Posted by: Kaptain Korwood | December 18, 2014 at 12:22 PM
Let me be clear: I write not to dispute the outcome but rather how the Court performed the analysis. The primer claims per se may be unpatentable because any particular primer is likely to have been part of a previously disclosed sequence. There is an argument that selection of a particular (and particularly advantageous) primer pair should evince sufficient human inventive contribution to be eligible, but that claim had not been put at issue.
The way the court assessed the method claims ignores entirely the requirement from Diehr (and reiterated in Alice) regarding evaluating the claim as a whole and that is error even if the outcome is correct.
Thanks for the comments
Posted by: Kevin E. Noonan | December 18, 2014 at 12:24 PM
Let me clear: I write not to dispute the outcome but rather how the Court performed the analysis. The primer claims per se may be unpatentable because any particular primer is likely to have been part of a previously disclosed sequence. There is an argument that selection of a particular (and particularly advantageous) primer pair should evince sufficient human inventive contribution to be eligible, but that claim has not been put at issue.
The way the court assessed the method claims ignores entirely the requirement from Diehr (and reiterated in Alice) that the claims be construed as a whole and that is error even if the court comes to the correct conclusion.
How the court performs the assessment of patent eligibility is important because otherwise it is a subjective test (like our friend the Kaptain, who just keeps saying it must be so because it must be so). Not all claims are sound, and claims can be invalid for many reasons. But part of the court's job is to tell us why, according to the rubrics set out by precedent, and to take the shortcut of just not doing the analysis is error if only because it deprives the public of the rationale that should be used in the next case.
Thanks for the comments.
Posted by: Kevin E. Noonan | December 18, 2014 at 02:35 PM
"part of the court's job is to tell us why, according to the rubrics set out by precedent, and to take the shortcut of just not doing the analysis is error"

Source data

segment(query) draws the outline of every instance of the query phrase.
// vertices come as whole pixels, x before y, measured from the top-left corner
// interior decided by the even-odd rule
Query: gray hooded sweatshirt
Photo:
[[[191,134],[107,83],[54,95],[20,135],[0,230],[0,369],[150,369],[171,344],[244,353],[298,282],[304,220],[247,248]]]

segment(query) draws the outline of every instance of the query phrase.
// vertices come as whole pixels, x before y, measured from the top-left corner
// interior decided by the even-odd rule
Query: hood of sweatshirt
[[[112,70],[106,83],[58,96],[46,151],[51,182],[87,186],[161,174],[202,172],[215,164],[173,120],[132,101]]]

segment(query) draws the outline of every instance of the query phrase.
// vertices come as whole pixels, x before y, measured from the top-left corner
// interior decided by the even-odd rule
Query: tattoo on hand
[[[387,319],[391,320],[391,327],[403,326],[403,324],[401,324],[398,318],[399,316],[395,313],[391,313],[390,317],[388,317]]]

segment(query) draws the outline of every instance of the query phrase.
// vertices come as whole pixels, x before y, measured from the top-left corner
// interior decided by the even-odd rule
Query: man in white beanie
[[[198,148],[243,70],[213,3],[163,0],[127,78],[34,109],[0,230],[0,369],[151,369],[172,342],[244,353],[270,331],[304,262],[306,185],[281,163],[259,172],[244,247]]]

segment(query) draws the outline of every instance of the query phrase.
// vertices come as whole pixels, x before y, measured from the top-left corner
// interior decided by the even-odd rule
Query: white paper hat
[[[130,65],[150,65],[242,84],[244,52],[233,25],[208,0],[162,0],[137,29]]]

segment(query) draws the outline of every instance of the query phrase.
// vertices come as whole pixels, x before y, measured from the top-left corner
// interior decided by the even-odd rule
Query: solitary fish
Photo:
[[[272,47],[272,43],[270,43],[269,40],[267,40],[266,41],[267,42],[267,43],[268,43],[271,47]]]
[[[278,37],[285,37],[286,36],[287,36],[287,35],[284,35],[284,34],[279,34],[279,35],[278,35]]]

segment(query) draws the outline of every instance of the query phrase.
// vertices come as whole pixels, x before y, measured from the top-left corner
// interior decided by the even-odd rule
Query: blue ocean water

■ Your instructions: Output, word for word, the portion of the patent-eligibility discussion that opens with the words containing "Posted by: Kaptain" and closes with "outcome is correct.".

■ Problem solution:
Posted by: Kaptain Korwood | December 18, 2014 at 12:22 PM
Let me be clear: I write not to dispute the outcome but rather how the Court performed the analysis. The primer claims per se may be unpatentable because any particular primer is likely to have been part of a previously disclosed sequence. There is an argument that selection of a particular (and particularly advantageous) primer pair should evince sufficient human inventive contribution to be eligible, but that claim had not been put at issue.
The way the court assessed the method claims ignores entirely the requirement from Diehr (and reiterated in Alice) regarding evaluating the claim as a whole and that is error even if the outcome is correct.